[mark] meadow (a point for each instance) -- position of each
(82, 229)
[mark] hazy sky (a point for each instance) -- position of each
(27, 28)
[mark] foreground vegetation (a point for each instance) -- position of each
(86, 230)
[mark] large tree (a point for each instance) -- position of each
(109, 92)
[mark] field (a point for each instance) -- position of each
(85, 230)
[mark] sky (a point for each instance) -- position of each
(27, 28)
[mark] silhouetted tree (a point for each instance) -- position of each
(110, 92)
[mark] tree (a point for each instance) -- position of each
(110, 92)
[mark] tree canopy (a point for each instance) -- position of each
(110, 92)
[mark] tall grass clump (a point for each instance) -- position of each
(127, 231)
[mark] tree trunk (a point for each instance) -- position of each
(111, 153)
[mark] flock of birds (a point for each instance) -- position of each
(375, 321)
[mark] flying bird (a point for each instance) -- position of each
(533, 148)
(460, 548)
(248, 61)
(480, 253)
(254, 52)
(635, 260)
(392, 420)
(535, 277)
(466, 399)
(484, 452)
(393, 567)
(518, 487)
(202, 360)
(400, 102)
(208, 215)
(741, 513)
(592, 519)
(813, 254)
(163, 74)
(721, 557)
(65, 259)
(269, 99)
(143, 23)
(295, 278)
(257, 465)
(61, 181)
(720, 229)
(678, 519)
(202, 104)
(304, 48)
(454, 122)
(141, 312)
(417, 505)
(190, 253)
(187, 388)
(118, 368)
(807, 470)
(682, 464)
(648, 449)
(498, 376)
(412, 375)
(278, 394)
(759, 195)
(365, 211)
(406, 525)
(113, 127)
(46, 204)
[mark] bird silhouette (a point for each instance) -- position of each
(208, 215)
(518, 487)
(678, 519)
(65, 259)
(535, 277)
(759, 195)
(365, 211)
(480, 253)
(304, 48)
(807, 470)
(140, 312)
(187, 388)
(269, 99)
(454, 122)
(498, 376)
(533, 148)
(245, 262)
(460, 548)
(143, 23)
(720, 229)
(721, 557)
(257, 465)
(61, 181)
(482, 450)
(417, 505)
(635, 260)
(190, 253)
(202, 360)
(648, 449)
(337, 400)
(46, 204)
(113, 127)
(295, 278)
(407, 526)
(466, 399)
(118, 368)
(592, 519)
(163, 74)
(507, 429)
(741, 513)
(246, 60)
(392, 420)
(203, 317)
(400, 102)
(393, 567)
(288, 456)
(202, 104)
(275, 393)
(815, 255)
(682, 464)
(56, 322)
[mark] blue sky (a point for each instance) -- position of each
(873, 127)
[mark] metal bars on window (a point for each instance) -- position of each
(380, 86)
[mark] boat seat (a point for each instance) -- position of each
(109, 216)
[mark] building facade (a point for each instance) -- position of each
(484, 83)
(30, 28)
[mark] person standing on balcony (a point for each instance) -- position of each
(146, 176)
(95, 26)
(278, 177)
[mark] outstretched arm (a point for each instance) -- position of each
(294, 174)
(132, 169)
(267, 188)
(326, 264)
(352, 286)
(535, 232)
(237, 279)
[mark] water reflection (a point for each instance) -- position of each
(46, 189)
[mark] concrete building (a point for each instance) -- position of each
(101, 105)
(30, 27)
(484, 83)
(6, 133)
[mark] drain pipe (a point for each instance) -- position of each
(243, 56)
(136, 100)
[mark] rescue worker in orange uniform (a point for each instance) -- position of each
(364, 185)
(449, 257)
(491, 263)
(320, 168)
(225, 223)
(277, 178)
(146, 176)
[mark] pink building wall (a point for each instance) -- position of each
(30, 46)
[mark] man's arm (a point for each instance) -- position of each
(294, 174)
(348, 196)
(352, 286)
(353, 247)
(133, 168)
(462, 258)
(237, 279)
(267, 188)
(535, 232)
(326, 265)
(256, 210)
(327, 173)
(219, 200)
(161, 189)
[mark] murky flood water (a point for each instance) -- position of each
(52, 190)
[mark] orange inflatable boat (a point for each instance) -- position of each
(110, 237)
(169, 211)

* * *

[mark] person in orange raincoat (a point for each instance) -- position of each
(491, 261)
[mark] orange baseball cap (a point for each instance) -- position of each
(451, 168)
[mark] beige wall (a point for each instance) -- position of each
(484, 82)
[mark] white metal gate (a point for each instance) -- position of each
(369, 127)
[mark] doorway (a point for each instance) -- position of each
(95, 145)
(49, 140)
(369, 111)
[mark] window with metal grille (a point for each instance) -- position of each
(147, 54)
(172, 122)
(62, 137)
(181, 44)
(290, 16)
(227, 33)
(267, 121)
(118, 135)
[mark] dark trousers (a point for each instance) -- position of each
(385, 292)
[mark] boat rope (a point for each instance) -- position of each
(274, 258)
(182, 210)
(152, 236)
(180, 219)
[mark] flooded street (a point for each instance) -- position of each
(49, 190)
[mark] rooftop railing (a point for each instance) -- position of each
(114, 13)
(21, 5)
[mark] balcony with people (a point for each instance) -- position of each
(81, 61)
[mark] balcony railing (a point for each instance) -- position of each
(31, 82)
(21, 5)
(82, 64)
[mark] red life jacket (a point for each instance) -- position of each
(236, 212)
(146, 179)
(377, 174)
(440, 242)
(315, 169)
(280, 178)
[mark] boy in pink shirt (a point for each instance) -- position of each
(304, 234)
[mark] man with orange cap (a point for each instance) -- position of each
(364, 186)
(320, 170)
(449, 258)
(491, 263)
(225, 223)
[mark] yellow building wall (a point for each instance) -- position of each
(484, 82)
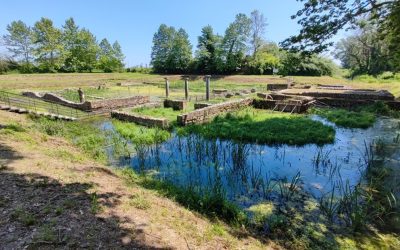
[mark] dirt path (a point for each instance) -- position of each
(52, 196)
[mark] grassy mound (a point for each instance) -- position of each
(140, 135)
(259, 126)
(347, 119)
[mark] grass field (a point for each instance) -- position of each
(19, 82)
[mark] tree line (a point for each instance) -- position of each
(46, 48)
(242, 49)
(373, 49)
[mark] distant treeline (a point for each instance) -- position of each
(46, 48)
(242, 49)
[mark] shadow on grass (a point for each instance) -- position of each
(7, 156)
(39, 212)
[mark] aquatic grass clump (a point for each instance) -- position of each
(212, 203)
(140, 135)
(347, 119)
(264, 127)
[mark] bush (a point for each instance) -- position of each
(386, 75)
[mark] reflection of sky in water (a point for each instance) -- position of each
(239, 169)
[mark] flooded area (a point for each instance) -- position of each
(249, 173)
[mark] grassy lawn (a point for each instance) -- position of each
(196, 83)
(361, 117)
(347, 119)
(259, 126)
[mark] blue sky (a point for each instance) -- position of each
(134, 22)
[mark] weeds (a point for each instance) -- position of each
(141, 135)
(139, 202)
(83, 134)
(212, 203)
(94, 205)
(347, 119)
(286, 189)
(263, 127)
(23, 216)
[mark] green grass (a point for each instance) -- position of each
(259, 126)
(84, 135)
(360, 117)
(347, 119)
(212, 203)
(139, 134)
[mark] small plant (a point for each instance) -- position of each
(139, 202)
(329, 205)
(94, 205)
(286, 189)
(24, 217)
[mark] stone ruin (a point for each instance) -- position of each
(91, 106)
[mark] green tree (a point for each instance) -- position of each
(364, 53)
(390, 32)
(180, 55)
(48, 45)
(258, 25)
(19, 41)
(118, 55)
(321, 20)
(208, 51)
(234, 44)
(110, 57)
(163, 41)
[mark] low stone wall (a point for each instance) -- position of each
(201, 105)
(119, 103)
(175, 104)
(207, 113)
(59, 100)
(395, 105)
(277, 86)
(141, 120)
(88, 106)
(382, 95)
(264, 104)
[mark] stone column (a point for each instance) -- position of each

* * *

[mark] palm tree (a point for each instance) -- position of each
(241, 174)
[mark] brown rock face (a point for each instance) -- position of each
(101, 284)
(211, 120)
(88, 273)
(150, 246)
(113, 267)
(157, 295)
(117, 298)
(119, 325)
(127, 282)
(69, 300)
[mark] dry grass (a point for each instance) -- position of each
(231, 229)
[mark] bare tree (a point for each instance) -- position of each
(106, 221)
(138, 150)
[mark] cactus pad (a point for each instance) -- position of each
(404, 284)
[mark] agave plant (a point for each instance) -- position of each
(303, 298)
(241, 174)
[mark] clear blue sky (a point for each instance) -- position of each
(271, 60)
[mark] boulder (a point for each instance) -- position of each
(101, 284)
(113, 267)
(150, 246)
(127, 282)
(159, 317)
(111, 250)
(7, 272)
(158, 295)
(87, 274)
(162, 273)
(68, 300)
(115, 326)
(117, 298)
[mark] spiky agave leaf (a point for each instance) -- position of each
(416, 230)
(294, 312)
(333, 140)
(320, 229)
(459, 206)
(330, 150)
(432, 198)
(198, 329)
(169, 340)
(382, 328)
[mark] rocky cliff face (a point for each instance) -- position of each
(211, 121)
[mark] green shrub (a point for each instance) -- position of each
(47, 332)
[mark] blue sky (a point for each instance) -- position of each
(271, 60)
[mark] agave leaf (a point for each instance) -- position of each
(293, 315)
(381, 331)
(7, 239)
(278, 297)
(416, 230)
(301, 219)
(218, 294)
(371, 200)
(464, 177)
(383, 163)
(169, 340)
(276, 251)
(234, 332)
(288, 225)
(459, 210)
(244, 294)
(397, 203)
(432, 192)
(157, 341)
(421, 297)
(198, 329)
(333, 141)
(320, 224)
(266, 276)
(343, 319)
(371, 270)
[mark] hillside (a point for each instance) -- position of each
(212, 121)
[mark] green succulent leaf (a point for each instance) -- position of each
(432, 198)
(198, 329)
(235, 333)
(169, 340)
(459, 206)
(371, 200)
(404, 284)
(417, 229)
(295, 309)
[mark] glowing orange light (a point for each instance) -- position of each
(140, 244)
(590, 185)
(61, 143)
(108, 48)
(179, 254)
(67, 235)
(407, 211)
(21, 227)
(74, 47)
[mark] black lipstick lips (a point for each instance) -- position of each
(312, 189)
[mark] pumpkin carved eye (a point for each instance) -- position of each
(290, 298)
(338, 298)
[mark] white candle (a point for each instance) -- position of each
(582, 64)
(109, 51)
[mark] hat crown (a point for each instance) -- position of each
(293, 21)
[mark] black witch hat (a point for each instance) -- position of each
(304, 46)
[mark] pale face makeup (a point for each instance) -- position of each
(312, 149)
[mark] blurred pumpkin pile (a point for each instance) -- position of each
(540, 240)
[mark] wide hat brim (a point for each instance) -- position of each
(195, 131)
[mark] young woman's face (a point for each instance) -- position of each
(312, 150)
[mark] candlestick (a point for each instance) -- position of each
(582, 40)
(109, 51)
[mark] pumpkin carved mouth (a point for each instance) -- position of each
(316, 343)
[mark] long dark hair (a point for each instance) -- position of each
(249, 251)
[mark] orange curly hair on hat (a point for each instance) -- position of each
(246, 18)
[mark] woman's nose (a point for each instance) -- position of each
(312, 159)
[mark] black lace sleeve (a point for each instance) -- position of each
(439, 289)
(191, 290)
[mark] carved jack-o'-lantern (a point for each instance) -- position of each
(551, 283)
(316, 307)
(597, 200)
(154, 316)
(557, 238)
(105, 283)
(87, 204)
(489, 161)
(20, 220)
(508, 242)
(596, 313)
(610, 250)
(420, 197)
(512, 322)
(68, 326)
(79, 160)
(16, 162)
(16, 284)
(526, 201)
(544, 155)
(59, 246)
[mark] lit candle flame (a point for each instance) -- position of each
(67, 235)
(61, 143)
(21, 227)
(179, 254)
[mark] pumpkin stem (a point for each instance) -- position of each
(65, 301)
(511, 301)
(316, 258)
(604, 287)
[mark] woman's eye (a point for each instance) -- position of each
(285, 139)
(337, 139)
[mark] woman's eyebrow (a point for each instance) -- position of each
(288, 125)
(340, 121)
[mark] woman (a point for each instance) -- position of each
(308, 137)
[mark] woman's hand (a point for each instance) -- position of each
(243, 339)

> _Aim of the exercise_
Please return the lines above that run from the line containing "[mark] shadow on" to the line containing "[mark] stone column", inclusive, exactly and with no other lines.

> _Response to the task_
[mark] shadow on grass (a point for each instance) -- position of each
(7, 156)
(39, 212)
[mark] aquatic grass clump (a point for each instance) -- position of each
(212, 203)
(140, 135)
(347, 119)
(264, 127)
[mark] bush (a point for each instance) -- position of each
(386, 75)
[mark] reflection of sky in water (a point for each instance) -- position of each
(239, 169)
[mark] flooded area (a point for each instance) -- position of each
(249, 173)
[mark] grassy lawn (a point for each instance) -- position of each
(196, 83)
(361, 117)
(347, 119)
(259, 126)
[mark] blue sky (a point for each instance) -- position of each
(134, 22)
[mark] weeds (a point for each instance) -- position of each
(141, 135)
(139, 202)
(83, 134)
(212, 203)
(94, 205)
(347, 119)
(286, 189)
(263, 127)
(23, 216)
[mark] green grass (a point for each instance) -- position of each
(259, 126)
(84, 135)
(360, 117)
(347, 119)
(212, 203)
(139, 134)
[mark] small plant (a point for each instance) -- position of each
(139, 202)
(329, 205)
(94, 205)
(286, 189)
(24, 217)
[mark] stone ruin (a point for each instance) -- position of each
(91, 106)
[mark] green tree (a point for each instance) -- position of each
(364, 53)
(390, 32)
(180, 55)
(48, 45)
(258, 25)
(19, 41)
(118, 55)
(321, 20)
(208, 51)
(234, 44)
(110, 57)
(163, 41)
[mark] low stone wall (a point for each instance) -- position of each
(201, 105)
(119, 103)
(175, 104)
(207, 113)
(59, 100)
(395, 105)
(277, 86)
(141, 120)
(88, 106)
(382, 95)
(264, 104)
[mark] stone column (a point for each instance) -- position of each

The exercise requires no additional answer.